** Materials provided **

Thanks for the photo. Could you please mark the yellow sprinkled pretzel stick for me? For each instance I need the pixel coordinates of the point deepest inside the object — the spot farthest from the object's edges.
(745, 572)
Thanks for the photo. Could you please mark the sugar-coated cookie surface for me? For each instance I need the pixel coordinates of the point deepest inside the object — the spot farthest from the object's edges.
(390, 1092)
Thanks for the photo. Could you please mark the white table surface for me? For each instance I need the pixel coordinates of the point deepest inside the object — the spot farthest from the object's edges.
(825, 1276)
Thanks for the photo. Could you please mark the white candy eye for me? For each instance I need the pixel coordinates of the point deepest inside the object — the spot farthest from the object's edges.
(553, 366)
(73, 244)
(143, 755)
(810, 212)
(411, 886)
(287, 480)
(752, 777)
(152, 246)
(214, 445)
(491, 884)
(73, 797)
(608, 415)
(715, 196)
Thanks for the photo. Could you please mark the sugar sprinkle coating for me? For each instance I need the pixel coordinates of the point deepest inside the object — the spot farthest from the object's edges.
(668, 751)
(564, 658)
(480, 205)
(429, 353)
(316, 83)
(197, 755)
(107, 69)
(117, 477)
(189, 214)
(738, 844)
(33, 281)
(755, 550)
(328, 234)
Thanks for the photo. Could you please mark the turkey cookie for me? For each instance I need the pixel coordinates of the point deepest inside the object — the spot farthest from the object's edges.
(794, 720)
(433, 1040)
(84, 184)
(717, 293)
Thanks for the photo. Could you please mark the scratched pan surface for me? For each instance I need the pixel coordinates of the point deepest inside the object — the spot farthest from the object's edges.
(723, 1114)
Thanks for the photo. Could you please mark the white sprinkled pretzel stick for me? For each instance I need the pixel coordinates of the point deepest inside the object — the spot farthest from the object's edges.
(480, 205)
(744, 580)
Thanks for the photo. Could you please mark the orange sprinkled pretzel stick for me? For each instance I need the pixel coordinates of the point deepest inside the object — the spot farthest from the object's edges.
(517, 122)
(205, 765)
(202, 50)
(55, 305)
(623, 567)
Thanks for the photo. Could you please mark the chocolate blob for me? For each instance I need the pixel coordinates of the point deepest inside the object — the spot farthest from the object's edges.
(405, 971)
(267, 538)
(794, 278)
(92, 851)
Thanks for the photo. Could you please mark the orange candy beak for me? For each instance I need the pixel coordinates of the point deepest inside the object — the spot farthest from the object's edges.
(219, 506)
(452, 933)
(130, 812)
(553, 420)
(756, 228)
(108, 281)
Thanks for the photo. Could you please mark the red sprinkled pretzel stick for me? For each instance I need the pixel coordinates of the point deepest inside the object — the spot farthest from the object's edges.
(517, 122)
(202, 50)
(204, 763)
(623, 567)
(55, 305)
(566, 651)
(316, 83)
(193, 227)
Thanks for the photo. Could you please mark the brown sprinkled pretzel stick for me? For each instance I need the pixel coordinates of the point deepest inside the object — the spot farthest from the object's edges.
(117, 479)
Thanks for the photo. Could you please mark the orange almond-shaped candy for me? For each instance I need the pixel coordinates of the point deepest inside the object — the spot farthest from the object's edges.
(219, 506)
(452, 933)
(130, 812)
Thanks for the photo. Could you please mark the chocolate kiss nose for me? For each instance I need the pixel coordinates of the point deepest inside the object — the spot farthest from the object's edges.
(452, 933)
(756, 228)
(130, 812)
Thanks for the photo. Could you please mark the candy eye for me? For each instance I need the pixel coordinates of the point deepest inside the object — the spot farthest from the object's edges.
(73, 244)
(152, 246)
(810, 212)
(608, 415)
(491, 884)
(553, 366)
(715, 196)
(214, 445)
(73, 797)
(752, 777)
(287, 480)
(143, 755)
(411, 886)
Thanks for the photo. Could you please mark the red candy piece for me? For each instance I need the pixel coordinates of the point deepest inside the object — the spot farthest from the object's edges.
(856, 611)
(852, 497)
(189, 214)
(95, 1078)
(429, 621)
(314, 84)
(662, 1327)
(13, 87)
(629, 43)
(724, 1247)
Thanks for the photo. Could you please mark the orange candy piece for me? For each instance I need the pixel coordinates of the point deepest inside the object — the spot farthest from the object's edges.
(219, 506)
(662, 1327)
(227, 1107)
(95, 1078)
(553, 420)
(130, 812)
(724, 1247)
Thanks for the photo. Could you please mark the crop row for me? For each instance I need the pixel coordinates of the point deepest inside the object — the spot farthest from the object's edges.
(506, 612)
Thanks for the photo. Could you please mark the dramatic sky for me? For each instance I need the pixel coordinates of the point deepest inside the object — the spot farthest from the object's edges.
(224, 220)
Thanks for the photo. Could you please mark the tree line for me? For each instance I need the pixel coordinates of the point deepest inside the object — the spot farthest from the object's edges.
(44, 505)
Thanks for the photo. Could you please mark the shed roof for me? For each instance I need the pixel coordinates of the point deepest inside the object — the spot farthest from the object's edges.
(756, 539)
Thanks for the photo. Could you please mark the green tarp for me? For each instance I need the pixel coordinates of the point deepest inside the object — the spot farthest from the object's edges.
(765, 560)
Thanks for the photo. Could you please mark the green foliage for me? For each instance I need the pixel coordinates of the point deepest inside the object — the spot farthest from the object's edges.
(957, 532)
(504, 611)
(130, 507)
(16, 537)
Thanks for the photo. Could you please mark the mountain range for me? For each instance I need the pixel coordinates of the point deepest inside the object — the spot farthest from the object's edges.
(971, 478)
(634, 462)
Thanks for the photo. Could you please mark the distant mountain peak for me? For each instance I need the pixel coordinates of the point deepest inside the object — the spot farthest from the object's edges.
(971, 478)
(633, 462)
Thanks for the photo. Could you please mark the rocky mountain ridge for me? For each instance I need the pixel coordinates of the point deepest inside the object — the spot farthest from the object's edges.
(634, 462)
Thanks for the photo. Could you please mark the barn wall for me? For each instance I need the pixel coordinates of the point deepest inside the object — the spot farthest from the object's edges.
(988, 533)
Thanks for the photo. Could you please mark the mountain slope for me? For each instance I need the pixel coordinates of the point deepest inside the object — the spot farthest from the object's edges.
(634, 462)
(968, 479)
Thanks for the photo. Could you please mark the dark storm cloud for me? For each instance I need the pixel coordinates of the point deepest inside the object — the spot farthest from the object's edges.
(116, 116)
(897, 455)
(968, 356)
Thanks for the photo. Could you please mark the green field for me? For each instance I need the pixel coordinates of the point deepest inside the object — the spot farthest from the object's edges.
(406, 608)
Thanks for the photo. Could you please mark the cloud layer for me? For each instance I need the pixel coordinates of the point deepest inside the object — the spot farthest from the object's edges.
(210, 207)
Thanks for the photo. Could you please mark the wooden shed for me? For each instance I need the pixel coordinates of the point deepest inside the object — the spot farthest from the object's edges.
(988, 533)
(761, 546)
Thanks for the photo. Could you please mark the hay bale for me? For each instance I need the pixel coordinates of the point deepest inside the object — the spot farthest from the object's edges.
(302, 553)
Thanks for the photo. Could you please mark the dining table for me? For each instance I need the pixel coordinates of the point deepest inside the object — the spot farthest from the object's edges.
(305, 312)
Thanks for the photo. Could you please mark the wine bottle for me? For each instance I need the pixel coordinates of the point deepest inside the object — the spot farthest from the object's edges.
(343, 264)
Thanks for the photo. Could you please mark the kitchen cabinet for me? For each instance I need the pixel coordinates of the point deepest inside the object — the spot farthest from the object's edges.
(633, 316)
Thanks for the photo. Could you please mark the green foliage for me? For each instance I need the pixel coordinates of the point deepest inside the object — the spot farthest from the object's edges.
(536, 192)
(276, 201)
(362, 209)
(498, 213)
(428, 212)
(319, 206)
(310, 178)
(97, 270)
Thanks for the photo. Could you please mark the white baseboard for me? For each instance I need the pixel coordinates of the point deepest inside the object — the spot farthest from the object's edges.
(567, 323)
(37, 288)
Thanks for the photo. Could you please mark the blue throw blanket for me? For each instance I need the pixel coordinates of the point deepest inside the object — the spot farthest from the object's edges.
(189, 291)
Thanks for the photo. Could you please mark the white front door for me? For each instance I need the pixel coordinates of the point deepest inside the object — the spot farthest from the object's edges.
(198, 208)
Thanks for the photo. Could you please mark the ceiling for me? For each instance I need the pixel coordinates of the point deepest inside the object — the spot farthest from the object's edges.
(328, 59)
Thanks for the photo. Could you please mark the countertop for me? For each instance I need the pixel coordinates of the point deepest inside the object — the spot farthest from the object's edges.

** Given exercise **
Reproduce precisely the span of lines that begins at the line containing "Thanks for the photo. Could you please mark the blue" and ends with the last line of the listing.

** Full solution **
Thanks for the photo. Could you please mark the blue throw blanket for me? For each instance I need the pixel coordinates of the point deepest inside the object — the spot farthest from the object's edges.
(189, 291)
Thanks for the photo. Could you please mark the white front door for me? For each instance I need the pixel coordinates of the point deepest inside the object — the spot farthest from the object's edges.
(198, 208)
Thanks for the photo. Could you please mark the ceiling for me? For each instance I need the pixel coordinates of the point deepest inside the object — the spot farthest from the object's edges.
(328, 59)
Thanks for the photo. Could you please mark the countertop for me? For each instance I need the pixel coordinates of the point deepest inside the object — the spot farthest from the object's edges.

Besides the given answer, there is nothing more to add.